課題 1
文書の抜粋によると、タイムパトロール隊の男は、あの4人が誰の人生を変えてしまったと言っていますか。

::: 文書の抜粋 :::

これはやや極論だが、「タイムパトロール」にしたって、きっと元ネタは国民的マンガ『ドラえもん』だ。今なお愛され続ける『バック・トゥ・ザ・フューチャー』シリーズや、何度も映像化された名作『時をかける少女』、現在アニメと実写映画化で盛り上がっている『東京卍リベンジャーズ』など、とにかく「過去を変えたことで、未来が変わってしまう!」という筋書きを、日本人はサクッと飲み込み、伏線回収系シナリオに興奮してしまいがちだ。少なくとも筆者は大好きだし、きっと亮君もそうなのだろう。①~④の理屈より、亮君自身が「タイムリープしてライブするっておもしろくね?」と厨二脳全開で発案し、このシナリオを誰より楽しんで書いていること。マキシマム ザ ホルモンの原動力は常にそこにあるが、その情熱がブレないことが、いちばん大きな成功理由だと思う。

ちなみに、タイムパトロール隊の男はこう言っていた。
「あの日会場にいた多くの人間に、音楽で生きる活力を与え……余命を延ばしてしまった」「あの4人は、腹ペコたちの人生を変えてしまったのだ!!」

::: 利用可能な記録 :::

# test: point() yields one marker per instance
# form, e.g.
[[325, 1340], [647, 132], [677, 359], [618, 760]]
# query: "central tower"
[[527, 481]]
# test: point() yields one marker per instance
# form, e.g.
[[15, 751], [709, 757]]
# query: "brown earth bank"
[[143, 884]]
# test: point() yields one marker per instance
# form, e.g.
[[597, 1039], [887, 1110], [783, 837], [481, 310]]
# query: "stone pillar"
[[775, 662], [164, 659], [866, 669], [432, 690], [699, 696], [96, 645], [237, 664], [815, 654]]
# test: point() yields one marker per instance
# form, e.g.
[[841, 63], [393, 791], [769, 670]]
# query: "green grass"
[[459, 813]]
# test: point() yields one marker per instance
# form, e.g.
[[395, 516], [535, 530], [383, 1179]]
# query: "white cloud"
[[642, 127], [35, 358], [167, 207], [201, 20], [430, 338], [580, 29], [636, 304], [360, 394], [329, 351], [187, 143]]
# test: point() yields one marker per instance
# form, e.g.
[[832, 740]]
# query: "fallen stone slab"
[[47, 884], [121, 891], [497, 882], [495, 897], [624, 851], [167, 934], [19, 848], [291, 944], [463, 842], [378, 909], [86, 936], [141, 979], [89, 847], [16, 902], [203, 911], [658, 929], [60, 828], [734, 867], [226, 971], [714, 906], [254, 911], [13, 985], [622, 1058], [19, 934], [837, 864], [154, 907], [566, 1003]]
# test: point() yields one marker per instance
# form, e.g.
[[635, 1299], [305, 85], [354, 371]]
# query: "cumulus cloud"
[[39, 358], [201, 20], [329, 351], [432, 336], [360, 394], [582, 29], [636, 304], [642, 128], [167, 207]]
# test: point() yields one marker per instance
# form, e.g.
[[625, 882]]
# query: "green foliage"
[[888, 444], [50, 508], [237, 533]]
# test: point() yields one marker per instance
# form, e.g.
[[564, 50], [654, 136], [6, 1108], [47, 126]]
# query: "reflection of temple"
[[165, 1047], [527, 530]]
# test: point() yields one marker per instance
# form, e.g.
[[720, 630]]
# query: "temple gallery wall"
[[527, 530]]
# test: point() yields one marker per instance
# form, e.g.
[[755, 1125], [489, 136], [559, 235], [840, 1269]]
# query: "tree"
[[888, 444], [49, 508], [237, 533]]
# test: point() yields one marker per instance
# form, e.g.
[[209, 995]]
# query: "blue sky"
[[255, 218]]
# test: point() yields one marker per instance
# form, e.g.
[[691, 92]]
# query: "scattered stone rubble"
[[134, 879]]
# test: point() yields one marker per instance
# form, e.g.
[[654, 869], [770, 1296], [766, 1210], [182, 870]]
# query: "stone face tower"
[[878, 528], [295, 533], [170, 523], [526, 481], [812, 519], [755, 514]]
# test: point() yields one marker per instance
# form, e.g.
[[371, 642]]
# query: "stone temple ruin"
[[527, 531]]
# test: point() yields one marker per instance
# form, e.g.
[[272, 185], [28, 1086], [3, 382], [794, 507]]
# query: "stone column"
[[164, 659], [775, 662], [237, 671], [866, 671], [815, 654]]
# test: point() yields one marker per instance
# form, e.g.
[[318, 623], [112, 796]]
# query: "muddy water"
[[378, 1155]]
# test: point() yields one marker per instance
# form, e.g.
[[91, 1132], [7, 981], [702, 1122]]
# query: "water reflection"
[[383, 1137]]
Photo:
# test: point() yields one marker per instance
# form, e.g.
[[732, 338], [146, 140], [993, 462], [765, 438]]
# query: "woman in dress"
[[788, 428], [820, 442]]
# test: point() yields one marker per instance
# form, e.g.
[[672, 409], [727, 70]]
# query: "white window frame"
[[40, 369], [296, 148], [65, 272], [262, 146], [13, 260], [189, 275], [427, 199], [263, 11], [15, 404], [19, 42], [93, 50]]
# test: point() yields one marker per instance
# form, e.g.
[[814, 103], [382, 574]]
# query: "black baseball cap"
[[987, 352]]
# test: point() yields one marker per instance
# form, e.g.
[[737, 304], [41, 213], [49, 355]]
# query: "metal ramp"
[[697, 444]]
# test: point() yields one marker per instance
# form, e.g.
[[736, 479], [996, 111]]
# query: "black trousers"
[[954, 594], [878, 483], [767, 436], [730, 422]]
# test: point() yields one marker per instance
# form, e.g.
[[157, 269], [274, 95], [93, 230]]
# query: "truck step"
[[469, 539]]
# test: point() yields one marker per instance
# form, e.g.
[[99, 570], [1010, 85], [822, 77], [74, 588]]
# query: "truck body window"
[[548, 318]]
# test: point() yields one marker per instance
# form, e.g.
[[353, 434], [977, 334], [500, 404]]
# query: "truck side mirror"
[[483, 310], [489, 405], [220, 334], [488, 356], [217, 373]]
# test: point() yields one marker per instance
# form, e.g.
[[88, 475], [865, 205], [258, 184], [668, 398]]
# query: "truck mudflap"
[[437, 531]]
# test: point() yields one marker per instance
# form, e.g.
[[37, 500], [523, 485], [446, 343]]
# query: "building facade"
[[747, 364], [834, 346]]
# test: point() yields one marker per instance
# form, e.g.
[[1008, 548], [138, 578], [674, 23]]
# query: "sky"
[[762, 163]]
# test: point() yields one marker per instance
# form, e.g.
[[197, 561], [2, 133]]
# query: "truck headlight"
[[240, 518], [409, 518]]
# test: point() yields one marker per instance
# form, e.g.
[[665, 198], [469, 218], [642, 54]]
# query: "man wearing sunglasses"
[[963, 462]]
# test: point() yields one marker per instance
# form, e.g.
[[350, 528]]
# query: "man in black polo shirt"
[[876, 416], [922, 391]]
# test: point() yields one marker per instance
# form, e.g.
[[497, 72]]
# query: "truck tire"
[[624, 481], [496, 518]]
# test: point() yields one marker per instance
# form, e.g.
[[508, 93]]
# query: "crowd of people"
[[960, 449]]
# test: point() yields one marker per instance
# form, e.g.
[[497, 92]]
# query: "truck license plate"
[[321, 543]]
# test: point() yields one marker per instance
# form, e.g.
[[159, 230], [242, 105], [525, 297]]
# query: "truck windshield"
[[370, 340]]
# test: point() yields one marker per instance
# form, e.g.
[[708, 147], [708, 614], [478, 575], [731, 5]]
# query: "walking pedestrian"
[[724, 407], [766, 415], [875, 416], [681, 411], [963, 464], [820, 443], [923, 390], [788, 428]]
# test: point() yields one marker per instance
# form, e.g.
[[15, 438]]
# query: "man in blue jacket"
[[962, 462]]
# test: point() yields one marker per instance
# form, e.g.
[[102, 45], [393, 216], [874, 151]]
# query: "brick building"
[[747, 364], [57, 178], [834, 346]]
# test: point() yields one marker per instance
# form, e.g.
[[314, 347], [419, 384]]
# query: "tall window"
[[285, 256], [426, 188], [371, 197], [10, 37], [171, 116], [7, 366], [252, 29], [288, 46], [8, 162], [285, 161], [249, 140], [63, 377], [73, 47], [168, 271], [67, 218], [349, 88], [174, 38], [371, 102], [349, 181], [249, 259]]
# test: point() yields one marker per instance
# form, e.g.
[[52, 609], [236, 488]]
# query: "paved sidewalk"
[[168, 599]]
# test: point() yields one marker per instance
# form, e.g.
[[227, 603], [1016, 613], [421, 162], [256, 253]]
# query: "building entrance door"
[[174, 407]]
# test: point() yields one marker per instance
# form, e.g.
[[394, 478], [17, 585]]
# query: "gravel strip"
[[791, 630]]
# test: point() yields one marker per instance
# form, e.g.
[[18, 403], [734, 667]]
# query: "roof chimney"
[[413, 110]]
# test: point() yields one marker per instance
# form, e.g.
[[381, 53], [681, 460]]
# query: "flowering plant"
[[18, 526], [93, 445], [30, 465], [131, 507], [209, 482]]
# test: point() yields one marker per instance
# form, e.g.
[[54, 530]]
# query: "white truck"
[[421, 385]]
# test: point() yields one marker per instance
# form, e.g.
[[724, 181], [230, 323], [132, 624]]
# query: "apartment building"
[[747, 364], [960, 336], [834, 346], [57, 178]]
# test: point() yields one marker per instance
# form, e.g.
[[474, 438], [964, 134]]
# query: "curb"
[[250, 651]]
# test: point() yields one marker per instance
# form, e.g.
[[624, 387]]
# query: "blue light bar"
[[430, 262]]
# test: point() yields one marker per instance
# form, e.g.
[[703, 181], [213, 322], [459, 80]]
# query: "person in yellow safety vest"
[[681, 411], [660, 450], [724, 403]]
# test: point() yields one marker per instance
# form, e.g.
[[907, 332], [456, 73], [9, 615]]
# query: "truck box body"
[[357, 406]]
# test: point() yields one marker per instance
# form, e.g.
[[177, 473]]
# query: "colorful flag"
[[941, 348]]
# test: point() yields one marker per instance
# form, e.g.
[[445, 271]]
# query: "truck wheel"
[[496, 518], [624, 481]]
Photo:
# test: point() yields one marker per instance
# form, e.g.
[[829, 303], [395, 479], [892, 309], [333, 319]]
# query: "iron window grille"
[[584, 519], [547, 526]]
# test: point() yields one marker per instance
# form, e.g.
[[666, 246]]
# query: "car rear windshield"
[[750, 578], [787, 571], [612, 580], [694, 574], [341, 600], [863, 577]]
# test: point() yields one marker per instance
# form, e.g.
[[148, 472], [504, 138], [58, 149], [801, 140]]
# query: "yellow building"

:::

課題 2
記録の中から、文字列「tower」を含む行をすべて集めてください。大文字と小文字は区別します。

正解 1
腹ペコたちの人生

正解 2
# query: "central tower"
# query: "stone face tower"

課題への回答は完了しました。